▶ Texto para leitura:
Bebês para abate
Horrorizado? Não esteja. Terminar com a vida de um recém-nascido indesejado não é uma originalidadePor João Pereira Coutinho
SE UM feto pode ser abortado, por que não um recém-nascido? Boa pergunta. Perigosa pergunta. Os filósofos Alberto Giubilini e Francesca Minerva tentaram responder positivamente a ela no reputado "Journal of Medical Ethics".
A Europa estremeceu de horror. Pior: choveram ameaças de morte sobre os pobres pesquisadores.
Sem razão. Li o ensaio ("After-Abortion: Why Should the Baby Live?"; aborto pós-nascimento: por que deve o bebê viver?) e aplaudo o rigor científico do mesmo. Que parte de premissas razoáveis: em muitas sociedades do Ocidente, o aborto é livre por mera vontade dos pais. Tradução: não é preciso invocar nenhuma razão médica para terminar a gravidez. Basta querer -e fazer.
Essa autonomia radical, que é a base da posição progressista sobre o assunto, deve ser extensível ao recém-nascido, diz o ensaio, sobretudo quando há doenças ou deformações que não foram detectadas durante a gestação. Exemplos? Vários.
A asfixia perinatal, que ocorre durante a gravidez, o parto ou até depois, é um deles e pode deixar danos físicos ou mentais irrecuperáveis na saúde da criança.
A síndrome Treacher-Collins é outro, responsável por malformações craniofaciais que, dizem os pesquisadores, raramente são rastreadas pelos progenitores. Sem falar da doença de Down: olhando para os registros de 18 países europeus, Giubilini e Minerva afirmam que, entre 2005 e 2009, só 64% dos casos de Down foram diagnosticados.

▶ Dados do exercício:
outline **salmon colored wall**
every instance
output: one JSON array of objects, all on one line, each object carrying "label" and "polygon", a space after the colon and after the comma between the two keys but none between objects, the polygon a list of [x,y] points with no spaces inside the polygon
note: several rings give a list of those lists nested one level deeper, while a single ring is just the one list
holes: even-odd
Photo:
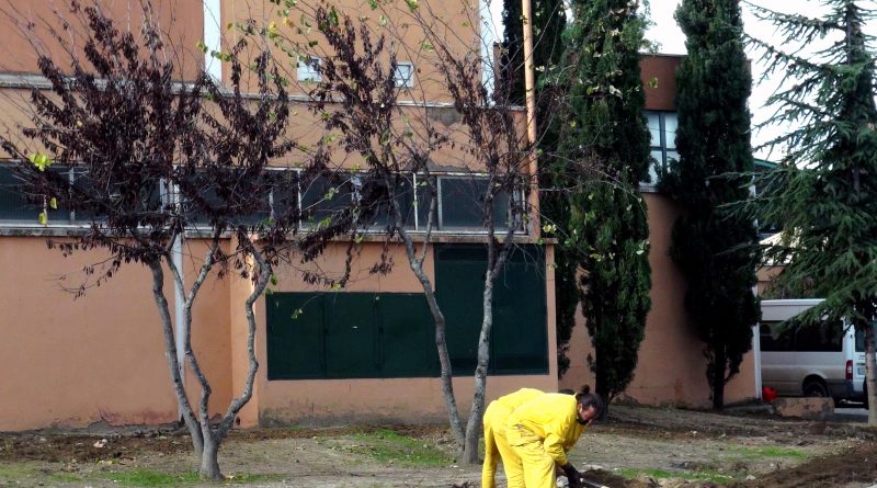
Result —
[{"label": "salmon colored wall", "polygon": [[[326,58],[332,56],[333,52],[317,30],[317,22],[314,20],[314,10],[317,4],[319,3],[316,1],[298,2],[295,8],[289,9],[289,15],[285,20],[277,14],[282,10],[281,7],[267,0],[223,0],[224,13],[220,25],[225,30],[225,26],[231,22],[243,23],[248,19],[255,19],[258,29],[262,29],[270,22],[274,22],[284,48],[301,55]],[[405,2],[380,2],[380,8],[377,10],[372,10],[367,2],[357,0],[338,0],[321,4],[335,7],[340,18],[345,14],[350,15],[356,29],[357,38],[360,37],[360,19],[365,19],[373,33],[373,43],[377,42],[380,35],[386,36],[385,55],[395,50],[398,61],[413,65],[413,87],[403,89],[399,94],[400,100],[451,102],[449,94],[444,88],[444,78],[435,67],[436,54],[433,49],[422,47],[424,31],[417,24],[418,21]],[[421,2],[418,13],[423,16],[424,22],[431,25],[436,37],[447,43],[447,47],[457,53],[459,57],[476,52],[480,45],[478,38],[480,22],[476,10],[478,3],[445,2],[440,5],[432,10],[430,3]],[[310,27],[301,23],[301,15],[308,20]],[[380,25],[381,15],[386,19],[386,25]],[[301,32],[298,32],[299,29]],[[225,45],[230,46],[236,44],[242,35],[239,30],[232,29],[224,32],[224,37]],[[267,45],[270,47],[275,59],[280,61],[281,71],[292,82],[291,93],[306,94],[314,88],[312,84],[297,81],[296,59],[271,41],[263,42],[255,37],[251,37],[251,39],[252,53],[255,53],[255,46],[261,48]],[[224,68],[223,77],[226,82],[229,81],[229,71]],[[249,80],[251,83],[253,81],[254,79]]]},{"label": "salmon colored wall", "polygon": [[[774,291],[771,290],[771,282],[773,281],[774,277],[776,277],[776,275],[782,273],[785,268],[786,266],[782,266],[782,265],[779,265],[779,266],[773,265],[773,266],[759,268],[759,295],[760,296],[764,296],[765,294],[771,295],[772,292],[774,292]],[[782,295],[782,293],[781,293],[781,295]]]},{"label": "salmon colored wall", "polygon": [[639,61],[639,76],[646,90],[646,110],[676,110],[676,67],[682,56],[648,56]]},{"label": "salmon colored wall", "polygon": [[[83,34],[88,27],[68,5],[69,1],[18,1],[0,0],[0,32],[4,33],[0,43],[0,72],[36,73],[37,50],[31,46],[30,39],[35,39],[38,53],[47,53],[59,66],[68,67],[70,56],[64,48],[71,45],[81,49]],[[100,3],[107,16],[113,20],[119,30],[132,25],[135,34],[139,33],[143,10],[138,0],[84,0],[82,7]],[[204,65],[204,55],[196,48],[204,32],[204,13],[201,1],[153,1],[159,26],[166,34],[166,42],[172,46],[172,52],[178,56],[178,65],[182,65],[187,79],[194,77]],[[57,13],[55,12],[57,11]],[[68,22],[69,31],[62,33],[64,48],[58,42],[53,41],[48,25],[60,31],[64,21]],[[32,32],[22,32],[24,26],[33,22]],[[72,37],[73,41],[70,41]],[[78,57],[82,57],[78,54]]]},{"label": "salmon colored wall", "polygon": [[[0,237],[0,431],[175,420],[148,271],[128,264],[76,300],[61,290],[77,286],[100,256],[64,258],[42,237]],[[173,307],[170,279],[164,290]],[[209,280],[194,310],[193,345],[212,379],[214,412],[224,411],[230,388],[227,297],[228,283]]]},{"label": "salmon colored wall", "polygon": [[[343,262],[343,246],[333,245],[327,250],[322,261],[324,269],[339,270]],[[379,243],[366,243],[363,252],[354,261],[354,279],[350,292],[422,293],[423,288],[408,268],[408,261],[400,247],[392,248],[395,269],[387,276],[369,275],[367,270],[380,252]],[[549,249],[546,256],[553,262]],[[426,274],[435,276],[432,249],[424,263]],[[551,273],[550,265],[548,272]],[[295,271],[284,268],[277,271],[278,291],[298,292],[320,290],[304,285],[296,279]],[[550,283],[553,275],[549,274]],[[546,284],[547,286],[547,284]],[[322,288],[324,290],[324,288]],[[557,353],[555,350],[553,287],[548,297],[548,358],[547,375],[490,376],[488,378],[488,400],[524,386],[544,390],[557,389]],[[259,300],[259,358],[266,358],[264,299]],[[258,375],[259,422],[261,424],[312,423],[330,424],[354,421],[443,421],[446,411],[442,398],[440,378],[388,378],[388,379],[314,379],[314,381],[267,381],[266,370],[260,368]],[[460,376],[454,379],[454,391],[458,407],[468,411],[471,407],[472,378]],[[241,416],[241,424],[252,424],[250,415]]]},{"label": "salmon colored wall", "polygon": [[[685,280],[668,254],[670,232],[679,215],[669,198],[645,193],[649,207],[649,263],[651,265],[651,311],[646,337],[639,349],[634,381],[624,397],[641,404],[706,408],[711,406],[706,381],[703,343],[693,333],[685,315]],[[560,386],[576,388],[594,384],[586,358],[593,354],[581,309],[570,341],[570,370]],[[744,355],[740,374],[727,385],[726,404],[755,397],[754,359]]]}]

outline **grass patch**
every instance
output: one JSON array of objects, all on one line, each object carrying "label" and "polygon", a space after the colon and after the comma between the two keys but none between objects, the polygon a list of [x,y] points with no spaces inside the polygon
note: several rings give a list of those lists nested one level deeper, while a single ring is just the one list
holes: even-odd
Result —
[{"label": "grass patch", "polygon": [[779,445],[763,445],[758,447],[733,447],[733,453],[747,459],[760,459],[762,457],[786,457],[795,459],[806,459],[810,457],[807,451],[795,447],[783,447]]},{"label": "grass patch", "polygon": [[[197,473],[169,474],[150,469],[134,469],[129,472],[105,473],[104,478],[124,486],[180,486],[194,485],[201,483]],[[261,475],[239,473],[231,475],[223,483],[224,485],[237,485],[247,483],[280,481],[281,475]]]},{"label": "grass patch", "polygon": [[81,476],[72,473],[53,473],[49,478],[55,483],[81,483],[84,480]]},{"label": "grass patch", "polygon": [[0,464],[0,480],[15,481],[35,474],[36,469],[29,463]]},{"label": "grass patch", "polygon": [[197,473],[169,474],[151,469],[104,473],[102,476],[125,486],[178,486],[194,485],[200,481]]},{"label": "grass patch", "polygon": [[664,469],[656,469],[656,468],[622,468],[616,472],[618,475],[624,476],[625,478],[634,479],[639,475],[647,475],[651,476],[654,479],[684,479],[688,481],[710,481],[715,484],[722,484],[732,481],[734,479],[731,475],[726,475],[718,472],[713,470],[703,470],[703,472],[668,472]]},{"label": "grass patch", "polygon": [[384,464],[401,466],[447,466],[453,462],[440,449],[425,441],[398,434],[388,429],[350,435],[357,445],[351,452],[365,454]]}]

▶ Aplicação da leitura:
• A. Enumere as condições de saúde que o texto sobre o aborto pós-nascimento apresenta como exemplos de doenças ou deformações não detectadas durante a gestação.
• B. Segundo o texto sobre o aborto pós-nascimento, em qual periódico Alberto Giubilini e Francesca Minerva publicaram o ensaio?
• C. Prossiga com o texto sobre o aborto pós-nascimento a partir da última frase apresentada.

▶ Respostas dadas:
• A. Asfixia perinatal; síndrome Treacher-Collins; doença de Down.

• B. No "Journal of Medical Ethics".

• C.
Por outras palavras: nasceram 1.700 crianças com o distúrbio; 1.700 crianças que, em sua maioria, não teriam sequer visto a luz do dia se os pais soubessem a tempo.
Horrorizado, leitor? Não esteja. Terminar com a vida de um recém-nascido indesejado não é uma originalidade: nem na história humana, nem na história do presente.
Na Holanda, por exemplo, o Protocolo Groningen, a que os pesquisadores também fazem referência, já permite que crianças com doenças ou sofrimentos insuportáveis sejam "eutanizadas" por vontade dos pais e aconselhamento do médico.
A grande diferença entre o caso holandês e a proposta filosófica de Giubilini e Minerva é que o aborto pós-nascimento não é propriamente uma "eutanásia". Porque não é a vontade da criança que deve ser respeitada; é a vontade dos pais. Como afirmam os pesquisadores, o aborto pós-nascimento considera que a vontade das pessoas atuais é superior aos hipotéticos interesses de hipotéticas pessoas potenciais.
Também por isso o aborto pós-nascimento não pode ser confundido com o "infanticídio". Para haver um "infanticídio", escrevem eles, é preciso haver uma "pessoa" no sentido moral do termo, ou seja, alguém que atribui à sua existência algum valor, considerando o fim dessa existência uma perda real.
Mas o feto não é uma "pessoa" no sentido moral; e um recém-nascido não é assim tão diferente de um feto: ambos podem ser humanos, sem dúvida, mas nenhum deles atribui à sua existência qualquer valor particular.
Moral da história? O ensaio de Giubilini e Minerva é importante porque leva até as últimas consequências as premissas progressistas do debate sobre o aborto.
Sim, são raríssimas as sociedades contemporâneas que contemplam a possibilidade de legalizar o aborto pós-nascimento. Pelo menos por enquanto.
No entanto, o debate sobre o aborto será sempre um debate entre aqueles que defendem a autonomia dos progenitores sobre a inviolabilidade da criança e aqueles que defendem a inviolabilidade da criança perante a autonomia dos progenitores.
Pessoalmente, a inviolabilidade da criança sempre me pareceu superior à autonomia dos pais, exceto nos casos em que a gravidez representa ameaça para a saúde física ou psíquica da mãe. Só quando duas vidas estão em conflito é possível decidir salvar uma delas.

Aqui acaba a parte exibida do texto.